-- Begin Source passage --

[PATCH v4 bpf-next 1/3] selftests/bpf: Add parallelism to test_progs

Yucong Sun <fallentree@xxxxxx> · Mon, 13 Sep 2021 12:39:04 -0700

From: Yucong Sun <sunyucong@xxxxxxxxx>

This patch adds "-j" mode to test_progs, executing tests in multiple process.
"-j" mode is optional, and works with all existing test selection mechanism, as
well as "-v", "-l" etc.

In "-j" mode, main process use UDS/DGRAM to communicate to each forked worker,
commanding it to run tests and collect logs. After all tests are finished, a
summary is printed. main process use multiple competing threads to dispatch
work to worker, trying to keep them all busy.

Example output:

  > ./test_progs -n 15-20 -j
  [    8.584709] bpf_testmod: loading out-of-tree module taints kernel.
  Launching 2 workers.
  [0]: Running test 15.
  [1]: Running test 16.
  [1]: Running test 17.
  [1]: Running test 18.
  [1]: Running test 19.
  [1]: Running test 20.
  [1]: worker exit.
  [0]: worker exit.
  #15 btf_dump:OK
  #16 btf_endian:OK
  #17 btf_map_in_map:OK
  #18 btf_module:OK
  #19 btf_skc_cls_ingress:OK
  #20 btf_split:OK
  Summary: 6/20 PASSED, 0 SKIPPED, 0 FAILED

Know issue:

Some tests fail when running concurrently, later patch will either
fix the test or pin them to worker 0.

Signed-off-by: Yucong Sun <sunyucong@xxxxxxxxx>

V4 -> V3: address style warnings.
V3 -> V2: fix missing outputs in commit messages.
V2 -> V1: switch to UDS client/server model.
---
 tools/testing/selftests/bpf/test_progs.c | 458 ++++++++++++++++++++++-
 tools/testing/selftests/bpf/test_progs.h |  36 +-
 2 files changed, 480 insertions(+), 14 deletions(-)

-- End Source passage --
-- Begin Listed entries --

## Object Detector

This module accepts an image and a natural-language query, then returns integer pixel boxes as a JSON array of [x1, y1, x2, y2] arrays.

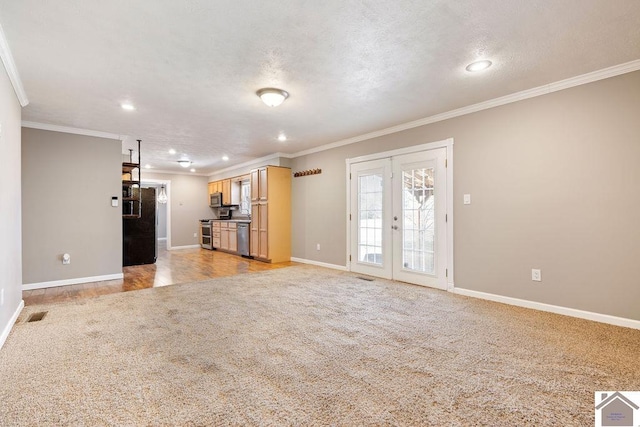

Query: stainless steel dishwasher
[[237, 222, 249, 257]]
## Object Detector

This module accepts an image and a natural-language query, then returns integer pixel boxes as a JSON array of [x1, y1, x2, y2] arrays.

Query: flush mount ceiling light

-- End Listed entries --
-- Begin Listed entries --

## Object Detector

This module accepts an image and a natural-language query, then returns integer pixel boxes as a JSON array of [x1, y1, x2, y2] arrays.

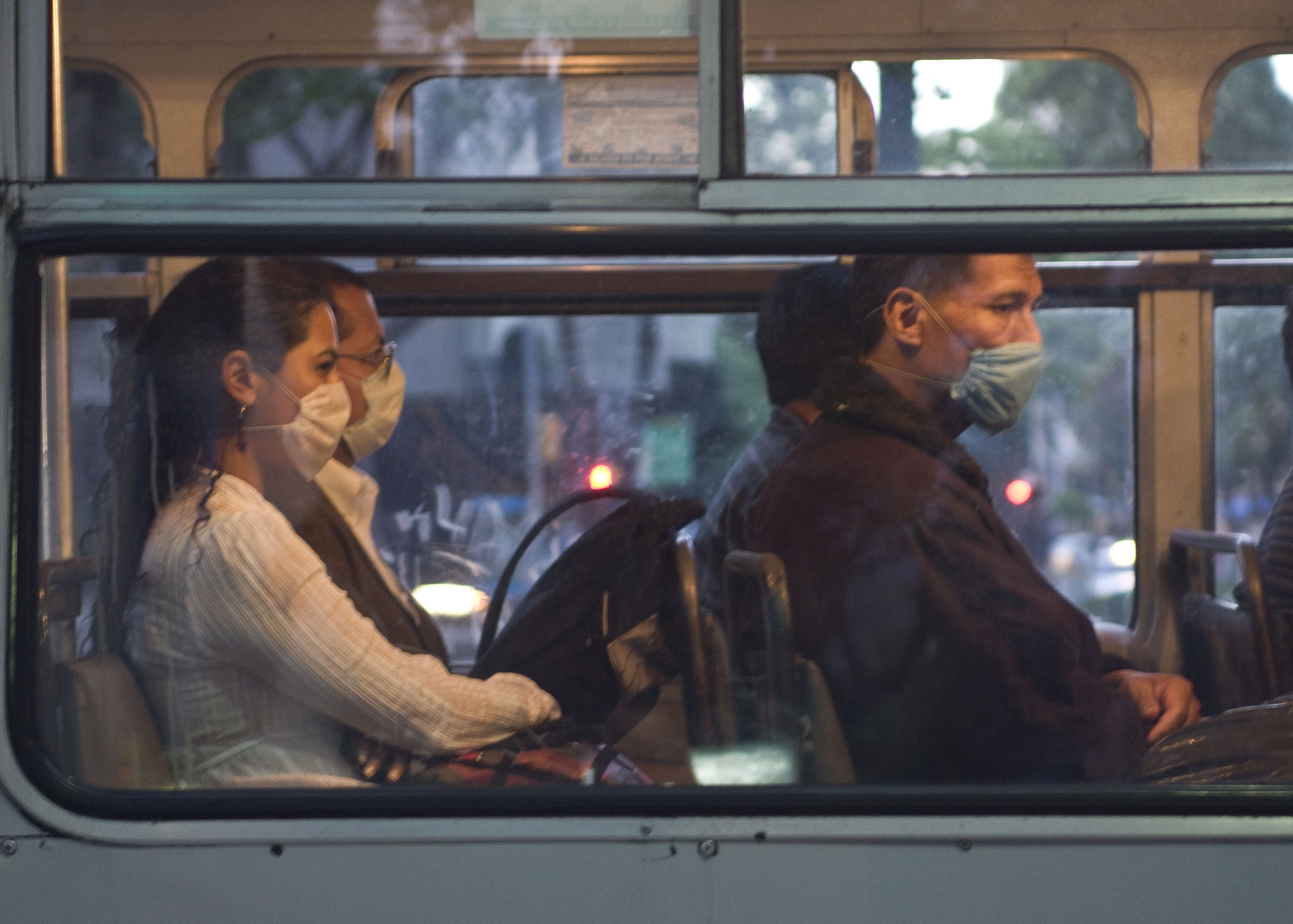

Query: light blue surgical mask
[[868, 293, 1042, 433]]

-- End Listed entries --
-- Begin Listed entries --

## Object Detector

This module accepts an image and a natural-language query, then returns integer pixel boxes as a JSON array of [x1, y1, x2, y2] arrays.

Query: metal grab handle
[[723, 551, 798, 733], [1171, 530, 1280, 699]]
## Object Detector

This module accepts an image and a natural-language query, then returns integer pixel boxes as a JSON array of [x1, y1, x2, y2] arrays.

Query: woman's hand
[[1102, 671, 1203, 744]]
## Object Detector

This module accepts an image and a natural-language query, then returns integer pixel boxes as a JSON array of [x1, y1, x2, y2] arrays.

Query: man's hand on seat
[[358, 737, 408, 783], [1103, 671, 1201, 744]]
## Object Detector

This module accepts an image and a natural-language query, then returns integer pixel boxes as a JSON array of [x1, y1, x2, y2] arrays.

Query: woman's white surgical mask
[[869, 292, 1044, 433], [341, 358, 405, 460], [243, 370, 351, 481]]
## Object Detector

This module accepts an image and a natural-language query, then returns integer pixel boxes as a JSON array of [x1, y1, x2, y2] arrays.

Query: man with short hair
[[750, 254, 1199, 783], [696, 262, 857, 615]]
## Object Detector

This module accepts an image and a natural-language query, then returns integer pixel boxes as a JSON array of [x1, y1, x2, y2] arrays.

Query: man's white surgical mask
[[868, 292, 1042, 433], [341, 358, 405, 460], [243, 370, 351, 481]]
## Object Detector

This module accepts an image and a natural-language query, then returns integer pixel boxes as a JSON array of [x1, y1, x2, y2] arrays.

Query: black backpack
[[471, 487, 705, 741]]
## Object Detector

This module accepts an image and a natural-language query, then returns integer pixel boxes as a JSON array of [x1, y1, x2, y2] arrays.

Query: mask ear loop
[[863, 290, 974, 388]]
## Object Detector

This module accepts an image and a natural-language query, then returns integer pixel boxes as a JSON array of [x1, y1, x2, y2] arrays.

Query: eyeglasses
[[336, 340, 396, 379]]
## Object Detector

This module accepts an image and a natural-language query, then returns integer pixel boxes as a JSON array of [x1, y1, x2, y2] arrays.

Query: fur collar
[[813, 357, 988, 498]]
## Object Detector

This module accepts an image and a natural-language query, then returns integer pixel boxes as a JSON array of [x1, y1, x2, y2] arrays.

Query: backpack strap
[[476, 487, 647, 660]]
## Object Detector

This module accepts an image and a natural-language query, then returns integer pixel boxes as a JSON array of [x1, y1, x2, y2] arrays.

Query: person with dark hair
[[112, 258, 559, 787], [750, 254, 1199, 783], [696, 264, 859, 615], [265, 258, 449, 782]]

-- End Listed entries --

§ **Directives**
(a) List the name of every test that the example output in the test_progs patch reports as OK.
(b) Return everything in the test_progs patch from "This patch adds" down to "module taints kernel.", copied word for word.

§ **Responses to the tasks**
(a)
btf_dump
btf_endian
btf_map_in_map
btf_module
btf_skc_cls_ingress
btf_split

(b)
This patch adds "-j" mode to test_progs, executing tests in multiple process.
"-j" mode is optional, and works with all existing test selection mechanism, as
well as "-v", "-l" etc.

In "-j" mode, main process use UDS/DGRAM to communicate to each forked worker,
commanding it to run tests and collect logs. After all tests are finished, a
summary is printed. main process use multiple competing threads to dispatch
work to worker, trying to keep them all busy.

Example output:

  > ./test_progs -n 15-20 -j
  [    8.584709] bpf_testmod: loading out-of-tree module taints kernel.